#### [What the task requires]
Rewrite the part that opens with the line containing "of the green" and runs through the end of the records, changing "lawn" to "field" and keeping everything else unchanged. Return only those lines, leaving out the pictures.

#### [Exercise input]
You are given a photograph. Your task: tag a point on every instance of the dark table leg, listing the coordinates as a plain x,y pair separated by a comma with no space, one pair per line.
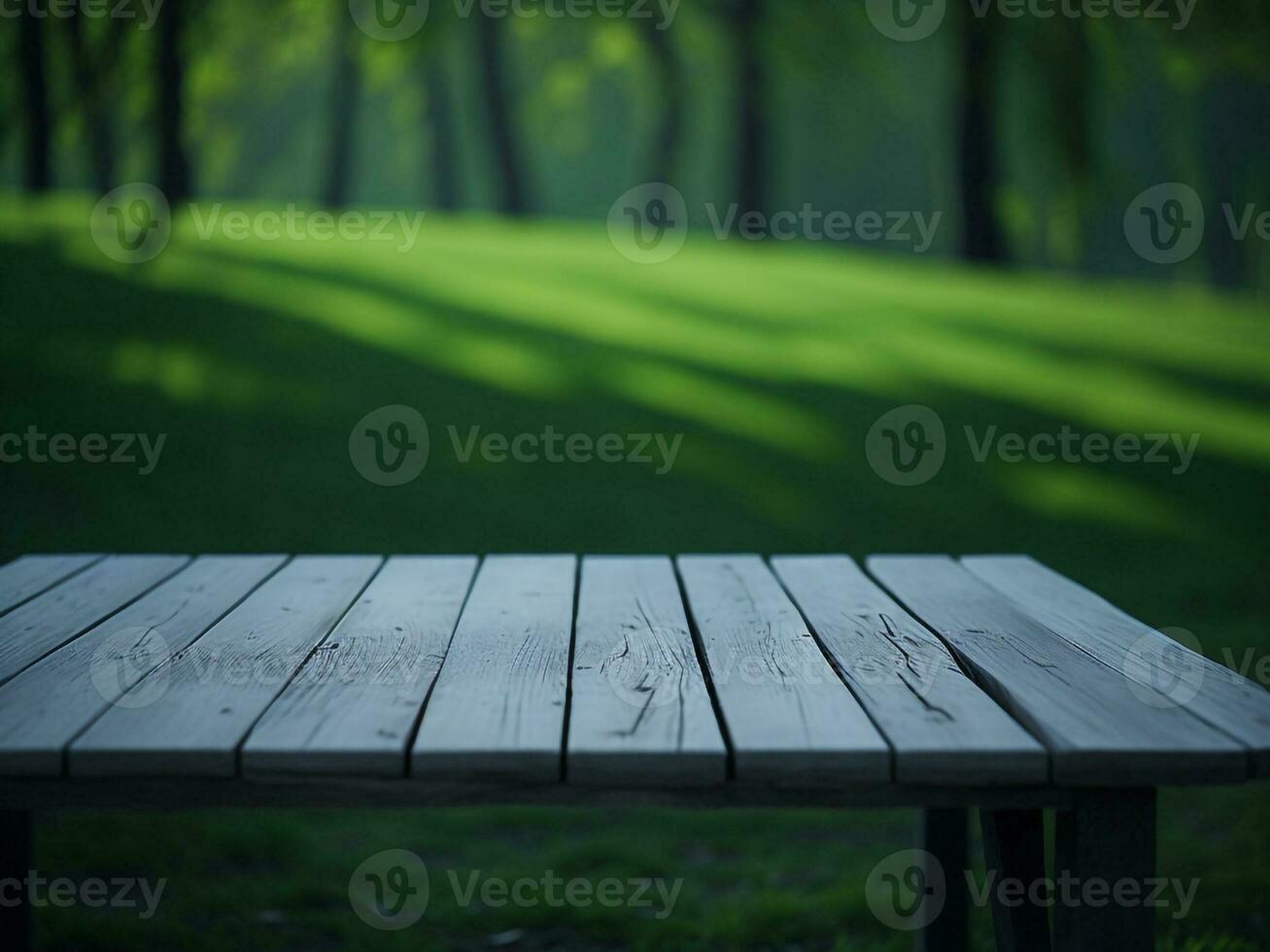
1013,852
16,862
1105,847
944,834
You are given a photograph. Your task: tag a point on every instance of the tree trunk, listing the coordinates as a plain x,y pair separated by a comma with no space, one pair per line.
665,160
174,177
90,79
977,140
751,117
1228,115
507,158
346,90
37,172
441,133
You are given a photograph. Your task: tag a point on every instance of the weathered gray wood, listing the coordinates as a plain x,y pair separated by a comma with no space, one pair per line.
640,710
942,727
1083,711
49,621
497,708
1107,840
353,707
29,575
1208,690
46,706
220,686
787,715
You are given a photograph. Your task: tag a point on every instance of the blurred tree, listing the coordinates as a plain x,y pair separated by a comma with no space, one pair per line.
744,21
663,158
504,146
37,172
344,94
977,136
93,65
174,174
442,133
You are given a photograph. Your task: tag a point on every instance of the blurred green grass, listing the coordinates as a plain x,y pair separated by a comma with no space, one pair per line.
257,358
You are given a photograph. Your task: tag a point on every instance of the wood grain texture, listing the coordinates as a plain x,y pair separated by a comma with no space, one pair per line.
219,687
49,621
787,715
497,708
1211,691
1099,732
353,707
29,575
46,706
942,727
640,710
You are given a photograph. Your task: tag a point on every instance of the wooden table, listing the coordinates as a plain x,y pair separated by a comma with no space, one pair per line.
168,682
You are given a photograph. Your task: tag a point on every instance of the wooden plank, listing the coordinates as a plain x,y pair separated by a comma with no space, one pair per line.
220,686
353,707
46,706
1095,728
497,710
29,575
640,711
787,715
1211,691
942,727
49,621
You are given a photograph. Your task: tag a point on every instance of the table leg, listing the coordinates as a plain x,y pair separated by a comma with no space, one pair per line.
944,834
1013,853
1107,848
16,862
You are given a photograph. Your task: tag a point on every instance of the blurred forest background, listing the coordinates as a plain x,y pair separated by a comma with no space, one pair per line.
772,358
1033,132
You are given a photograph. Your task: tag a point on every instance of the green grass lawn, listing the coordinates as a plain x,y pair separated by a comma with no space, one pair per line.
257,357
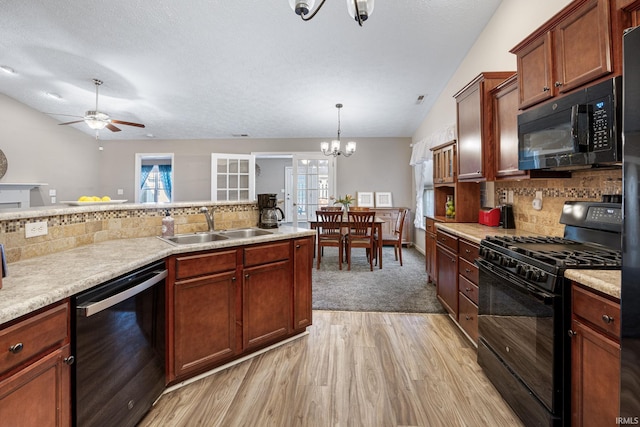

#### [Solved problem]
You are given a photograph. Your task: tag a point on every instance of the green grass field, listing the coordinates as a plain x,y pair separated by a comma with no space, one pair per line.
257,357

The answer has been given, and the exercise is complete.